*Required work*: Write the listing out again, all of it, word for word.

*Provided data*:
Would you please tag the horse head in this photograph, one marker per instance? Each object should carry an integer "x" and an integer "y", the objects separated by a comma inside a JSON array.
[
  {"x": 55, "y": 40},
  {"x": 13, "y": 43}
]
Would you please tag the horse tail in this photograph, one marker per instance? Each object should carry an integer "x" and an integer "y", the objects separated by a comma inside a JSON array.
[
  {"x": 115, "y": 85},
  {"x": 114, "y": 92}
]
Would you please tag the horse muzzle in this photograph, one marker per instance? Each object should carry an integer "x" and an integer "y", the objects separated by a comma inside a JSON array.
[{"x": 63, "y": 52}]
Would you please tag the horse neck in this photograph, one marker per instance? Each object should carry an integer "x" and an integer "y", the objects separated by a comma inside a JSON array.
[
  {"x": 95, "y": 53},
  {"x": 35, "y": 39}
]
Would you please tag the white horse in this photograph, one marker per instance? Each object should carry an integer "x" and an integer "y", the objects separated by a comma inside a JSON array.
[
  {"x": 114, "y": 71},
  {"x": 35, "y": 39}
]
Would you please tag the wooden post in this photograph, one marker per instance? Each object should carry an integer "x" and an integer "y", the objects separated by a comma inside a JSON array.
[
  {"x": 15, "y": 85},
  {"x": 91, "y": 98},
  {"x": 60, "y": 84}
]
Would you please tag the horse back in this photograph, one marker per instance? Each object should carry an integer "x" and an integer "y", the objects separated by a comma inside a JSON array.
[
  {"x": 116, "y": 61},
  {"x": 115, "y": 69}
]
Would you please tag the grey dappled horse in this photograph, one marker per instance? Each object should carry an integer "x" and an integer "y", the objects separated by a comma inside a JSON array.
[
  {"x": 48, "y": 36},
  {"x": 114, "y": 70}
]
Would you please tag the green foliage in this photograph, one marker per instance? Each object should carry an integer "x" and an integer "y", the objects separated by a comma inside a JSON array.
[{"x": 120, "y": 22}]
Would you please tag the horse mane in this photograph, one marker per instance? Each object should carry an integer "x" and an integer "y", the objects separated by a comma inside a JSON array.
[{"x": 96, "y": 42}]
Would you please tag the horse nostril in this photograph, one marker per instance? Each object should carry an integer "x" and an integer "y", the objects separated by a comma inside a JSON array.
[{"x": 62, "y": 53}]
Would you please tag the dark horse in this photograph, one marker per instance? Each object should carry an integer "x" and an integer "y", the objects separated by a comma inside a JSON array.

*Task output*:
Would you please tag the horse head in this photograph, one marker per instance? Each object should carry an integer "x" and an integer "y", the objects separated by a comma inside a JSON array.
[
  {"x": 55, "y": 40},
  {"x": 13, "y": 43}
]
Would you please tag the horse tail in this photograph, one marker per instance? Each object should carry an integer "x" and an integer "y", the objects separated by a comma inside a JSON array.
[
  {"x": 115, "y": 85},
  {"x": 114, "y": 92}
]
Would you please tag the horse muzzle in this photograph, one marker per instance? Each object should carry an integer "x" and an integer "y", the objects separated by a comma inside a JSON array.
[{"x": 63, "y": 52}]
Would you please tag the horse neck in this photograph, one marker per instance? Each object should carry an integer "x" and an integer "y", the objects separated by a comma inside a JSON array.
[
  {"x": 95, "y": 53},
  {"x": 35, "y": 39}
]
Would you please tag the white horse in this photograph, one marker per instance? Each object should carry an integer "x" and an integer "y", the objects separated by a comma inside a JSON array.
[
  {"x": 114, "y": 71},
  {"x": 35, "y": 39}
]
Would you please tag the wooden post in this photograph, one marker per instance? Each object should carry an integer "x" and an integer "y", the objects separated by a comma inside a JSON array.
[
  {"x": 15, "y": 85},
  {"x": 91, "y": 98},
  {"x": 60, "y": 84}
]
Would you please tag the horse back in this photograph, one marker per instance? Each object should carry an integer "x" and an integer "y", the objects separated by a comma inside a JSON array.
[
  {"x": 116, "y": 61},
  {"x": 115, "y": 69}
]
Would you please tag the grey dappled horse in this photograph, one marker per instance? Each object should carry an integer "x" and an integer "y", the objects separated by a comma inside a JSON array.
[
  {"x": 48, "y": 36},
  {"x": 114, "y": 70}
]
Would you please tag the green foliage in this photograph, one marker per instance? Each object should carry an integer "x" and an integer "y", the objects separated by a comma inside a JSON array.
[{"x": 120, "y": 22}]
Would you please tag the horse mane in this photograph, one marker per instance? Each object should carry an integer "x" and an integer "y", the objects separated by a comma inside a JSON array.
[{"x": 96, "y": 42}]
Would you please tag the horse nostril in this photograph, one marker per instance? Each object should carry an integer "x" and an integer "y", the objects separated by a comma inside a JSON array.
[{"x": 62, "y": 53}]
Would you please tag the dark horse in this photograph, one marker per instance? Each object should carry an integer "x" and an integer "y", the objects separated by a comma inside a JSON array.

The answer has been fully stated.